Aim of the exercise:
Put the material below into a numbered list, one line per item, with blank lines omitted.
--
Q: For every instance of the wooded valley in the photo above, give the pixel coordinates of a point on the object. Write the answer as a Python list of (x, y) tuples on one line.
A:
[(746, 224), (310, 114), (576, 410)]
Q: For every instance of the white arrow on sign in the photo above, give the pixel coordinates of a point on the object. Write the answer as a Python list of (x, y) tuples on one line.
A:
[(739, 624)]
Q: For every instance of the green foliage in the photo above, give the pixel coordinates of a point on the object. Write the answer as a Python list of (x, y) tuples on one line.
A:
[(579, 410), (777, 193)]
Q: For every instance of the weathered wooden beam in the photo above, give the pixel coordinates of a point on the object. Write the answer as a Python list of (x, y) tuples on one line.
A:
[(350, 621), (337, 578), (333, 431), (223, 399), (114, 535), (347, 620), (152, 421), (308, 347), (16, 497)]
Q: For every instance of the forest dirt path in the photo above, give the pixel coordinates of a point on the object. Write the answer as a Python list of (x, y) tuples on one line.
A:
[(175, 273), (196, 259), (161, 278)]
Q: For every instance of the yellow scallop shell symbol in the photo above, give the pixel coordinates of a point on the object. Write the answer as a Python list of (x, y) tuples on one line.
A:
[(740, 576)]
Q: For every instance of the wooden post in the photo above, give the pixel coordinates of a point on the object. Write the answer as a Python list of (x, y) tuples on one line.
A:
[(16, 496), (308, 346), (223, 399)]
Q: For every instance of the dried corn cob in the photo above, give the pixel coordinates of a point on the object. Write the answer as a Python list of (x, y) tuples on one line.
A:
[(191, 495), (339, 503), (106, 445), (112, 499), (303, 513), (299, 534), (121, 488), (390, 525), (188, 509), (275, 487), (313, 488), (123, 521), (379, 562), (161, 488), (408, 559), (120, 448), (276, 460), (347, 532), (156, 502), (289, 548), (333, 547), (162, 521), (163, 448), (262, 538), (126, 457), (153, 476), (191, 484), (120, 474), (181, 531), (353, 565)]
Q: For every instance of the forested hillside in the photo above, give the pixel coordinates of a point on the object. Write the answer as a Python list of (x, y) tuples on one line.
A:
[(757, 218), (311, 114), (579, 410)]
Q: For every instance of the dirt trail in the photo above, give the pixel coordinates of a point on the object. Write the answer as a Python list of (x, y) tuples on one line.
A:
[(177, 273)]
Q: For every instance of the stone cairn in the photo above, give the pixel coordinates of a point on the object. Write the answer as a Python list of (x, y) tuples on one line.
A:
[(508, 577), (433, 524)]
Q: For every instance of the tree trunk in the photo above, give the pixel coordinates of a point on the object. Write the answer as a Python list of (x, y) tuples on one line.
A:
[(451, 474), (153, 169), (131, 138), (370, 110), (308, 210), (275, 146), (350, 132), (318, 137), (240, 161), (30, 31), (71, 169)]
--
Task response:
1. Q: For every instance of the wooded valley in the photo above, give the pixel coordinates of a point on the object. Write the answer as a Python list of (x, y) tuples on one line.
2. A:
3. [(746, 224), (310, 114), (576, 410)]
4. Q: For every instance of the white arrow on sign in the photo above, give the pixel coordinates of a point on the object. Write the answer as a Python list of (x, y) tuples on one line.
5. A:
6. [(739, 624)]
7. Q: For every instance of the green foliage in the photo above, give the pixel coordinates of a point on the object. Write the answer as a Python list of (x, y) tuples on one line.
8. A:
9. [(579, 410), (777, 193)]
10. Q: For every instance of the weathered wooden beam in the photo above, give the pixel coordinates of a point on the object. Write the answer as a Python list of (x, y) tuples on one line.
11. A:
12. [(350, 621), (337, 578), (333, 431), (223, 399), (114, 535), (347, 620), (152, 421), (308, 347), (16, 497)]
13. Q: For every instance of the forest dirt path in the photo above, give the pixel coordinates of a point on the object. Write the answer as a Python list of (x, y) tuples on one line.
14. A:
15. [(175, 273), (196, 259), (161, 278)]
16. Q: For every instance of the yellow scallop shell symbol in the photo above, give the pixel coordinates of a point on the object. Write the answer as a Python list of (x, y) tuples on one line.
17. A:
18. [(740, 576)]
19. Q: For every instance of the wooden post in the photo above, give the pixel coordinates of a point on the object. Write the answer as a Python list of (x, y) tuples on one line.
20. A:
21. [(16, 496), (308, 346), (223, 399)]
22. Q: For every instance of the dried corn cob in the photo above, give the pixel coordinates of a point on the object. Write the answer as a Python list of (x, y) tuples on one line.
23. A:
24. [(191, 495), (339, 503), (106, 445), (112, 499), (303, 513), (299, 534), (121, 488), (390, 525), (188, 509), (275, 487), (313, 488), (123, 521), (379, 562), (161, 488), (408, 559), (120, 448), (276, 460), (347, 532), (156, 502), (289, 548), (333, 547), (162, 521), (163, 448), (262, 538), (126, 457), (153, 476), (191, 484), (120, 474), (181, 531), (353, 565)]
25. Q: For every instance of the forested hillside in the photo above, give the pixel coordinates of a point on the object. Write the answer as a Python list of (x, y) tuples on one line.
26. A:
27. [(757, 218), (311, 114), (579, 410)]
28. Q: For every instance of the dirt trail in the photo above, give the pixel coordinates of a point on the object. Write the answer as a Python list of (x, y) tuples on one line.
29. A:
30. [(177, 273)]
31. Q: For every instance of the stone cairn in the photo above, give the pixel coordinates of a point on the object. Write the answer as a Python list of (x, y) tuples on one line.
32. A:
33. [(508, 577), (433, 524)]
34. Q: For every instance of the tree trunk in the photo above, give the pixel coordinates of a point on the object. Write the answer as a Python list of (x, y) tuples on one line.
35. A:
36. [(451, 474), (153, 169), (131, 138), (370, 110), (308, 210), (275, 146), (350, 132), (318, 137), (240, 161), (30, 31), (71, 169)]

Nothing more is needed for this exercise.